◆ Instruction:
Print exactly the lines from the one containing "texture, dropping a point on every instance." through the last line of the listing, both included.

[start Working data]

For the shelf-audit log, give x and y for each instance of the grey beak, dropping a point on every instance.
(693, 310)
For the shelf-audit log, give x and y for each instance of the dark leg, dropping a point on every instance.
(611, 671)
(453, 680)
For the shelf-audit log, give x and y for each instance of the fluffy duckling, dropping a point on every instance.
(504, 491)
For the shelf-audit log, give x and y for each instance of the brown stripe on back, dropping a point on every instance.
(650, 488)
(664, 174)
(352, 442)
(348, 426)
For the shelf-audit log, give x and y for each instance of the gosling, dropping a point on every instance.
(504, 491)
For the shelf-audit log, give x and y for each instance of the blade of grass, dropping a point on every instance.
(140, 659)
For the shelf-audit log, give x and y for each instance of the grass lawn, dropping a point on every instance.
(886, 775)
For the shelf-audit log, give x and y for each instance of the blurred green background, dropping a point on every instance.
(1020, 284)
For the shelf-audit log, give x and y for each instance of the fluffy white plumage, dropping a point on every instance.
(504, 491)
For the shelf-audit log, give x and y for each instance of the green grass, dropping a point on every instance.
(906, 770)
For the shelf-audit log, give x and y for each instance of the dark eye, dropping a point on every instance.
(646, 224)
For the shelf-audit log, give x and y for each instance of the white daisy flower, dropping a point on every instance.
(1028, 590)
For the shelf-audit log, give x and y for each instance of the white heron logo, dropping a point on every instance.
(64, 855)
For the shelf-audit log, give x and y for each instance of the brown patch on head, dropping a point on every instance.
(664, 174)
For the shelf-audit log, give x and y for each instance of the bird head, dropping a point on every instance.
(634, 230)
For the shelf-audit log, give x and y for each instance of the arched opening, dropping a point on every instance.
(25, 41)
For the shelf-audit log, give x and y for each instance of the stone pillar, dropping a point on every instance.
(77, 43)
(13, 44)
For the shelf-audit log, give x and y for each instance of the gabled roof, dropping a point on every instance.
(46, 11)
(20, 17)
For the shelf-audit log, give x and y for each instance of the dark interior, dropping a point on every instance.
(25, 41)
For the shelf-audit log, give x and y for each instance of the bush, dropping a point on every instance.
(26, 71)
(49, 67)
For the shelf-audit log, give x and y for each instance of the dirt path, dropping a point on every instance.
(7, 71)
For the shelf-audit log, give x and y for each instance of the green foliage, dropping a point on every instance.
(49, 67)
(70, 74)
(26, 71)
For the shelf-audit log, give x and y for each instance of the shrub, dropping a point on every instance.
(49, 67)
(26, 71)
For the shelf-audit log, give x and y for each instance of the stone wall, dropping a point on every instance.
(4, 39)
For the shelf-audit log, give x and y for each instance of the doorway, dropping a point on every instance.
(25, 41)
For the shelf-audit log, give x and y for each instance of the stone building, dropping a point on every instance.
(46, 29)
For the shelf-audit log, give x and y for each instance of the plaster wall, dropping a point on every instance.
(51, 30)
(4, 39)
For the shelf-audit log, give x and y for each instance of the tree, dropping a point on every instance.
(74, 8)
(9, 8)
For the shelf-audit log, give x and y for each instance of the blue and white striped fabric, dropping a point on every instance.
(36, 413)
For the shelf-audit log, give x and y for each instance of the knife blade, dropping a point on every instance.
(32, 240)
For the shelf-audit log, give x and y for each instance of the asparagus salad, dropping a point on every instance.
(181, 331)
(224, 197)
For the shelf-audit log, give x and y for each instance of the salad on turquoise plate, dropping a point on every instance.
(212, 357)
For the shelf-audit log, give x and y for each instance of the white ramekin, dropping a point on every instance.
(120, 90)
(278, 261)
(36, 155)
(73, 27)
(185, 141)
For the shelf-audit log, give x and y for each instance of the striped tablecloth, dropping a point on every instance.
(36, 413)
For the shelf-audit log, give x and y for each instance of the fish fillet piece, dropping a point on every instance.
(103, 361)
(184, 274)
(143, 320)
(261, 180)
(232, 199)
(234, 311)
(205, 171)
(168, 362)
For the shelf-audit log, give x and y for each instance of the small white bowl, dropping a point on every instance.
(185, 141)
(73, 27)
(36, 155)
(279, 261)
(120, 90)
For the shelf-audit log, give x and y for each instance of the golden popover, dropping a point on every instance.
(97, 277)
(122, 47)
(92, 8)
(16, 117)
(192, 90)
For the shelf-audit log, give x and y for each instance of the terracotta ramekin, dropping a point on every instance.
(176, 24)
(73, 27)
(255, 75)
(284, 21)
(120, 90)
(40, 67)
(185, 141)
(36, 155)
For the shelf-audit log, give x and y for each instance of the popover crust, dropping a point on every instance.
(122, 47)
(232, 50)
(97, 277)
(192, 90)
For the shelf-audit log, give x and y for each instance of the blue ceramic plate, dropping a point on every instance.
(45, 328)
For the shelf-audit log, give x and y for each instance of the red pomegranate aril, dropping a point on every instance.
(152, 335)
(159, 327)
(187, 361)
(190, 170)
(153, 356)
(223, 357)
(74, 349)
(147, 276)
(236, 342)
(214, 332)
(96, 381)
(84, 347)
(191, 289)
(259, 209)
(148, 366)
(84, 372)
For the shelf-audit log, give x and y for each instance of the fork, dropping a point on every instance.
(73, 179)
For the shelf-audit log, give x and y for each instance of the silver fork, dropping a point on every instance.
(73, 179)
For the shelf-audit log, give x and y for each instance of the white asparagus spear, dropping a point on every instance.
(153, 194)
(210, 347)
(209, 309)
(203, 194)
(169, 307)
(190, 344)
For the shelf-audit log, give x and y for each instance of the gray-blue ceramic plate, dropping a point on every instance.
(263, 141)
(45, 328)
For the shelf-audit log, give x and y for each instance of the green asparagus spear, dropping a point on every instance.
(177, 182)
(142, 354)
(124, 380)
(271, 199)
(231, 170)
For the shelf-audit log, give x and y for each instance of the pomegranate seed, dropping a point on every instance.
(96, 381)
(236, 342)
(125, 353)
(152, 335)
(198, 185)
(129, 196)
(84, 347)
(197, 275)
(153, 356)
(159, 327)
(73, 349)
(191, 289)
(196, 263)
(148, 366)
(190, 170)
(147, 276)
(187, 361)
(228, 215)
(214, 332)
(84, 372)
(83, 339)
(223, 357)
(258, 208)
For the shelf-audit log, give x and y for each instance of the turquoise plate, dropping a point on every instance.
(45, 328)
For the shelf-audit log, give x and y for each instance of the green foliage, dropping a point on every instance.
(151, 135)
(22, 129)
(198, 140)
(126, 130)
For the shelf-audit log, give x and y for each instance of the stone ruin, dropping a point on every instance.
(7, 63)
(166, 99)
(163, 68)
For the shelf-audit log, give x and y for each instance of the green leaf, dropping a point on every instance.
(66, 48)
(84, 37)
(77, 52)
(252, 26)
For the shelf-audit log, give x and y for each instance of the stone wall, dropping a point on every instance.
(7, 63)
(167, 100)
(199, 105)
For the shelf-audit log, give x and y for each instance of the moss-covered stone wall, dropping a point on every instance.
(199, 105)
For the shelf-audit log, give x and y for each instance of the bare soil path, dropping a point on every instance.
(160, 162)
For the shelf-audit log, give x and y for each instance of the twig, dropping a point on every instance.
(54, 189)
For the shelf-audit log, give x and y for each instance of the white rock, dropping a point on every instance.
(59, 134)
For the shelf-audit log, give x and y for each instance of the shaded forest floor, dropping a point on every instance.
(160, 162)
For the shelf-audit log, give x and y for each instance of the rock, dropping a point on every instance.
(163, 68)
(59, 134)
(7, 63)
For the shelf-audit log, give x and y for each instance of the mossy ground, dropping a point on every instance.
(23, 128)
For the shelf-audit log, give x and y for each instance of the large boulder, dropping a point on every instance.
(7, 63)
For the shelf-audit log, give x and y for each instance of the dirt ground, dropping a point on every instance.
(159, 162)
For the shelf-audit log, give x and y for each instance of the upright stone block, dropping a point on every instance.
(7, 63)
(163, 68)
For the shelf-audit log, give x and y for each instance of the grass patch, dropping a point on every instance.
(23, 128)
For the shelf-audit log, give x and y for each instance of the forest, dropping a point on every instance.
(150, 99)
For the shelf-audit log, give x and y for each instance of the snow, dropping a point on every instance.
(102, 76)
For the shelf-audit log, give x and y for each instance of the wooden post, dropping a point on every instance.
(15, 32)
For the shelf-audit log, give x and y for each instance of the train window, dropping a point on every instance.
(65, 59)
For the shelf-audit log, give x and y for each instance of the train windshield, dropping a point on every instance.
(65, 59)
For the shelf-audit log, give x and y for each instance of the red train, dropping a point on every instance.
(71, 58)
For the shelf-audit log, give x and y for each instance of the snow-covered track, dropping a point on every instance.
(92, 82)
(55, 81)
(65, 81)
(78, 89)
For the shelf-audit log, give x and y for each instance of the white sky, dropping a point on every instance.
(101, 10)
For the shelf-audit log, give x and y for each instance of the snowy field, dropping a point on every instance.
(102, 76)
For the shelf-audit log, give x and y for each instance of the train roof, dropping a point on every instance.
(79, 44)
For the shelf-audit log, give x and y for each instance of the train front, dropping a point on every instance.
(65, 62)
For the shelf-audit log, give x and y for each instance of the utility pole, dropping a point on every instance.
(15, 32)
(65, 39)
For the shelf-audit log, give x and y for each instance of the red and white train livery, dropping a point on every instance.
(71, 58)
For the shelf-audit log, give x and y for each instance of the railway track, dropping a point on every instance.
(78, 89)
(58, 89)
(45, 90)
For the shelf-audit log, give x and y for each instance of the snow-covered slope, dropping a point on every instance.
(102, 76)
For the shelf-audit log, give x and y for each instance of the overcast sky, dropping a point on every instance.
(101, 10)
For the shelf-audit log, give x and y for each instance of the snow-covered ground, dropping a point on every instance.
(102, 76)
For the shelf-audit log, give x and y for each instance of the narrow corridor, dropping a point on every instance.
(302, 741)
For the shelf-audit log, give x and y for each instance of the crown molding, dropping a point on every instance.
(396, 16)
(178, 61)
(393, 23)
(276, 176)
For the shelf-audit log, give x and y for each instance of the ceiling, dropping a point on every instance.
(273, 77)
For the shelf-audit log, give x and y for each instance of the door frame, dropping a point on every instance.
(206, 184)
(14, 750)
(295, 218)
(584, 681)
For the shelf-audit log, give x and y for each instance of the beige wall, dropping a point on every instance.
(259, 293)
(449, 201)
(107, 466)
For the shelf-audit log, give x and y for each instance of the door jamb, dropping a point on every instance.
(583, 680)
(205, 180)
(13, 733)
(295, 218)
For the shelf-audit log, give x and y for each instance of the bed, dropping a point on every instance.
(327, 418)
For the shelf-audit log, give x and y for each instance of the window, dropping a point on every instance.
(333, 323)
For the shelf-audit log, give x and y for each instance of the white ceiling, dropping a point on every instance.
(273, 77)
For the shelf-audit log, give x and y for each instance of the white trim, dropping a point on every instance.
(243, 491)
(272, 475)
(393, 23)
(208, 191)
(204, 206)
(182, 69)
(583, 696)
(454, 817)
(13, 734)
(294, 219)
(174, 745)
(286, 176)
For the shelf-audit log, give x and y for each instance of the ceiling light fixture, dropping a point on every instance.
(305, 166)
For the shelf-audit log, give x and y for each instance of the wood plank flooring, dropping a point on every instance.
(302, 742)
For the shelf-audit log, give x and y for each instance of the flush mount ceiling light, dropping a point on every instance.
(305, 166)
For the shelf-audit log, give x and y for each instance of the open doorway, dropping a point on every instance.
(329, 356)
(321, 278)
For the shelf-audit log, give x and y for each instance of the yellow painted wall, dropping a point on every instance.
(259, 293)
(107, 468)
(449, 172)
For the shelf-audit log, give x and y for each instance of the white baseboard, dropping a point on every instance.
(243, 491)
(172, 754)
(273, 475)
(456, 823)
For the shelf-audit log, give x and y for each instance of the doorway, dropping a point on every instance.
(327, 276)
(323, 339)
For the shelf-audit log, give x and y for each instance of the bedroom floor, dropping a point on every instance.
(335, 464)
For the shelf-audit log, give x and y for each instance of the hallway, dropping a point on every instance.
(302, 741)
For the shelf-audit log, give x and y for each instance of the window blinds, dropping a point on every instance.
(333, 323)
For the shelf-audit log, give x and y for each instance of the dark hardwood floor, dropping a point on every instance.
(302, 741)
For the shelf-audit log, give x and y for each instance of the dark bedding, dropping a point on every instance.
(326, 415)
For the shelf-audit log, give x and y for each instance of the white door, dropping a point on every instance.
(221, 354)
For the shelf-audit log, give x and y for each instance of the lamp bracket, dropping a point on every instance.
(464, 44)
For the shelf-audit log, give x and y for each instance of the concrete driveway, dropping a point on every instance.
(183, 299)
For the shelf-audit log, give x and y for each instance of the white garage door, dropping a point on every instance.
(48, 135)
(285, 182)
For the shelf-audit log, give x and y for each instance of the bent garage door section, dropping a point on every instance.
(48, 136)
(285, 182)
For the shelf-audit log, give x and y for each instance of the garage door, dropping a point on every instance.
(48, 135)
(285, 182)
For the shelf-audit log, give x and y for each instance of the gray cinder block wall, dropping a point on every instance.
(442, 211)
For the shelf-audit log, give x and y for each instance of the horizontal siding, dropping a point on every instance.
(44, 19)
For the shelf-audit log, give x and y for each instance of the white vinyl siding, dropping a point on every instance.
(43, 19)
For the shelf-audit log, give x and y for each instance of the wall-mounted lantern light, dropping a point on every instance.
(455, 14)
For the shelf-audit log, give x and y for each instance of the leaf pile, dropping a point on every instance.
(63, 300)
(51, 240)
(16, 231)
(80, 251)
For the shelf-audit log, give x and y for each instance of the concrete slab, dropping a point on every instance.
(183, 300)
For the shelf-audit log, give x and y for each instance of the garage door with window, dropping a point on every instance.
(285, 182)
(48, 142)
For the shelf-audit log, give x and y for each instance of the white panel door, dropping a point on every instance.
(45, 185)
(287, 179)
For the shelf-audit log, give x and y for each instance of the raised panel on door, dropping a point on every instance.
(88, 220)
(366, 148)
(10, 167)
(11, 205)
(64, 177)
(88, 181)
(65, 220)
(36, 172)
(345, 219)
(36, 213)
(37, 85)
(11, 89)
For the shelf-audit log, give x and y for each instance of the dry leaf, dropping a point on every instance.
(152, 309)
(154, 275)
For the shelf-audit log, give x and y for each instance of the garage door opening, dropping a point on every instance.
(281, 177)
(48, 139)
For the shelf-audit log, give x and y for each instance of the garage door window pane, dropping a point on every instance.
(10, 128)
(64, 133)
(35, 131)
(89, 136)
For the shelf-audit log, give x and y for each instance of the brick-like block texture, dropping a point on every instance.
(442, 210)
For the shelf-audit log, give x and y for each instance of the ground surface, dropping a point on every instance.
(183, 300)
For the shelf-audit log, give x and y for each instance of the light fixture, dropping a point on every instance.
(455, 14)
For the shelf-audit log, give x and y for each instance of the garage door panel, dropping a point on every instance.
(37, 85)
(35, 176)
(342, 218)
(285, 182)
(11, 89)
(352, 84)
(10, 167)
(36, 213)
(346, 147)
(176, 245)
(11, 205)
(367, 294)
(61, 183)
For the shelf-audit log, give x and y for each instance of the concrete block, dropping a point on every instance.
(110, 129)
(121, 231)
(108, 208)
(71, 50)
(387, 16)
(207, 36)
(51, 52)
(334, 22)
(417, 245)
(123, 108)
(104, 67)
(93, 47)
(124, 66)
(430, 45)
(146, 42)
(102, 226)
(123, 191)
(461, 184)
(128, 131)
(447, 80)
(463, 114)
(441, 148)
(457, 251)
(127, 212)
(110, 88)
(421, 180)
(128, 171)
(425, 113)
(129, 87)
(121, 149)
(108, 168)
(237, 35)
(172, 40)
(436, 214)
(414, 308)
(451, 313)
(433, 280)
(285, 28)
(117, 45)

[end Working data]

◆ Answer for the task:
For the shelf-audit log, give x and y for each instance of the brick-like block texture, dropping a point on every instance.
(442, 210)
For the shelf-audit log, give x and y for each instance of the ground surface, dropping a point on every instance.
(183, 300)
For the shelf-audit log, give x and y for each instance of the light fixture, dropping a point on every instance.
(455, 14)
For the shelf-audit log, give x and y for each instance of the garage door panel, dropping a point on every instance.
(37, 85)
(35, 176)
(342, 218)
(285, 182)
(11, 89)
(352, 84)
(10, 167)
(36, 213)
(346, 147)
(176, 245)
(11, 205)
(367, 294)
(61, 183)
For the shelf-audit log, give x and y for each instance of the concrete block, dropping a point on every instance.
(110, 129)
(121, 231)
(108, 208)
(71, 50)
(387, 16)
(207, 36)
(51, 52)
(334, 22)
(417, 245)
(123, 108)
(104, 67)
(93, 47)
(124, 66)
(430, 45)
(146, 42)
(102, 226)
(123, 191)
(461, 184)
(128, 131)
(447, 80)
(463, 114)
(441, 148)
(457, 251)
(127, 212)
(110, 88)
(421, 180)
(128, 171)
(425, 113)
(129, 87)
(121, 149)
(108, 168)
(237, 35)
(172, 40)
(436, 214)
(414, 308)
(451, 313)
(433, 280)
(285, 28)
(117, 45)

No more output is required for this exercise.